_Given task a:_
Return everything in the book excerpt from "Contented gurglings gave" down to "made his announcement.", copied word for word.

_Page extract:_
** start **

I Used to Say My Mother Was Shirley Bassey (2 page)

BOOK: I Used to Say My Mother Was Shirley Bassey
10.64Mb size Format: txt, pdf, ePub
ads

Contented gurglings gave way to loud slurpings of sweet milky tea as Cordelia, only six years old, gathered the yolk-streaked plates into the kitchen. Already excited by what was to come my dad made his announcement.

‘Today is your mother's birthday!' Well, that was news to us. This was the first time I'd ever heard Dad announce a birthday like that. Before you start crying on about what terrible children we were for not knowing it was our own mother's birthday, you have to understand that in the Amos family we were discouraged from making a big fuss or spending good money on any occasion. I can't tell you the amount of Old Spice deodorant gift packs I received for my birthday between the ages of five and eighteen, by which time they deemed me old enough not to receive anything at all. The answer is thirteen. And I think the only reason I got a present was because I was born a twin and so the date was etched on my mum's brain to such an extent that she couldn't forget it. But being a twin meant that my sister and I even had to share presents. It was my school PE teacher who had to come up to me and explain that there really was no such thing as a unisex training bra. I once asked my mum what it was like having twins. She said, ‘Ah Stephen! It was all the joy of having one child . . . but totally ruined.'

It wasn't just birthdays that were downplayed. We never did much for Mother's Day or Father's Day and I don't think Mum and Dad even remembered when their wedding anniversary was. I reckon Dad would've been quite happy telling us we were Jehovah's Witnesses if he thought the kids would believe him and let him get away with cancelling Christmas. Mum wasn't very keen on Christmas either because for several years she worked for the postal service and had to spend that cold December morning delivering cards to other people's houses – normally while heavily pregnant. New Years Day would come and go but the only reason we knew anything had happened was because the date changed. Dad's philosophy was simple: if you don't have to go to work or school on a public holiday then that is enough of a reward – there's no need to make a big song and dance over everything. So it was very surprising to us kids when we heard him announce:

‘So I said to myself, what to get the love of your life for her birthday?' Mum wasn't buying into this, and was pulling a nonchalant face with crossed legs and an air of ‘What the hell is he going to give me next? I'm already using the Amstrad as a very big paperweight,' but he continued.

** end **

(Records excerpted from a collection)
** start **

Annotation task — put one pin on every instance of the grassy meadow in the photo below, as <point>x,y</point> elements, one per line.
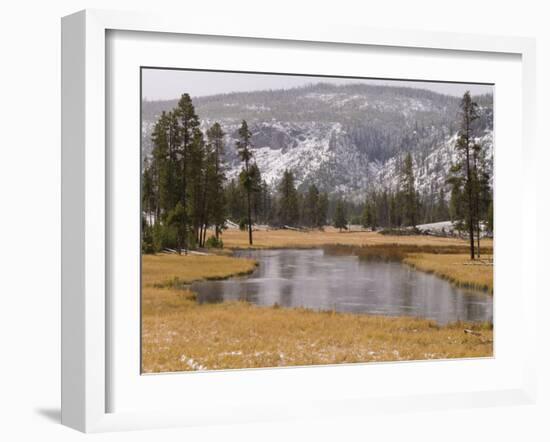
<point>178,334</point>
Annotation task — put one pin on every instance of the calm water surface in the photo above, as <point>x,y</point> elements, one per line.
<point>313,279</point>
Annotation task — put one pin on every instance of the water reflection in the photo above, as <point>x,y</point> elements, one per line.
<point>310,278</point>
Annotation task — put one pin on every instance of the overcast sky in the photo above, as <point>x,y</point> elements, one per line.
<point>162,84</point>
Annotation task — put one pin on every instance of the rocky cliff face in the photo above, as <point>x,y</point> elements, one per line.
<point>344,139</point>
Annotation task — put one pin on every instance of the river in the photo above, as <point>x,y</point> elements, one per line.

** end **

_Given task b:_
Retype everything in the records from the line containing "of the overcast" down to the end of the records, with no changes.

_Right answer a:_
Contented gurglings gave way to loud slurpings of sweet milky tea as Cordelia, only six years old, gathered the yolk-streaked plates into the kitchen. Already excited by what was to come my dad made his announcement.

_Right answer b:_
Annotation task — put one pin on every instance of the overcast sky in the photo above, as <point>x,y</point> elements, one per line.
<point>162,84</point>
Annotation task — put one pin on every instance of the rocky cliff face in the photo above, as <point>x,y</point> elements, one per line.
<point>344,139</point>
Annotation task — put one pin on every instance of the river in the photo above, as <point>x,y</point> elements, one per line.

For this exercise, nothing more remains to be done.